Please rewrite the following lines, changing "white string" to "white twine" everywhere it appears and leaving everything else the same.
# # #
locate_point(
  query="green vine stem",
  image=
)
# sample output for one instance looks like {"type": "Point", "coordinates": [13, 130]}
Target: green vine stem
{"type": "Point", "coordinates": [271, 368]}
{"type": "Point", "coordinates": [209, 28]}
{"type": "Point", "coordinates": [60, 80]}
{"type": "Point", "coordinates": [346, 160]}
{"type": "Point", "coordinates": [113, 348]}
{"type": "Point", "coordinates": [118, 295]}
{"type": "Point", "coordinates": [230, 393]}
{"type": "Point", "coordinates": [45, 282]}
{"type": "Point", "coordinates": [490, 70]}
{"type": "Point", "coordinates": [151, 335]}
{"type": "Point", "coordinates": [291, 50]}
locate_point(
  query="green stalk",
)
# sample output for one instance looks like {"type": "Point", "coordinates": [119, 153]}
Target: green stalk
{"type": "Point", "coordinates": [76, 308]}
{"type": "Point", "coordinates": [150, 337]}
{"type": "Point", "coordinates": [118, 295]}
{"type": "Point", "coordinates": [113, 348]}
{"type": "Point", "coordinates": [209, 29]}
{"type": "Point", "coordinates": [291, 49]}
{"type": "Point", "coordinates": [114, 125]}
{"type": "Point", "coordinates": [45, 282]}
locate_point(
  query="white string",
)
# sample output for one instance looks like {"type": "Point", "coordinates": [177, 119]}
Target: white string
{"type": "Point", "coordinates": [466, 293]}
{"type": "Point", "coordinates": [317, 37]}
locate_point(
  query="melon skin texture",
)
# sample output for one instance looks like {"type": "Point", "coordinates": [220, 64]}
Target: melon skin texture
# # #
WORKED SOLUTION:
locate_point(
  query="green vine stem",
  image=
)
# sample output for one instance looks like {"type": "Point", "coordinates": [13, 130]}
Target: green vine stem
{"type": "Point", "coordinates": [271, 368]}
{"type": "Point", "coordinates": [209, 28]}
{"type": "Point", "coordinates": [60, 80]}
{"type": "Point", "coordinates": [346, 160]}
{"type": "Point", "coordinates": [113, 348]}
{"type": "Point", "coordinates": [118, 295]}
{"type": "Point", "coordinates": [230, 393]}
{"type": "Point", "coordinates": [45, 282]}
{"type": "Point", "coordinates": [490, 70]}
{"type": "Point", "coordinates": [151, 335]}
{"type": "Point", "coordinates": [291, 50]}
locate_point(
  query="green stalk",
)
# sample output for one instance looks like {"type": "Point", "coordinates": [119, 153]}
Target: green stalk
{"type": "Point", "coordinates": [76, 308]}
{"type": "Point", "coordinates": [150, 337]}
{"type": "Point", "coordinates": [118, 295]}
{"type": "Point", "coordinates": [113, 348]}
{"type": "Point", "coordinates": [209, 29]}
{"type": "Point", "coordinates": [291, 49]}
{"type": "Point", "coordinates": [114, 125]}
{"type": "Point", "coordinates": [45, 282]}
locate_point(
  query="white twine",
)
# sample output for one instance looks like {"type": "Point", "coordinates": [177, 119]}
Target: white twine
{"type": "Point", "coordinates": [466, 293]}
{"type": "Point", "coordinates": [317, 37]}
locate_point(
  query="melon skin texture",
)
# sample output for one instance looks like {"type": "Point", "coordinates": [220, 64]}
Target: melon skin texture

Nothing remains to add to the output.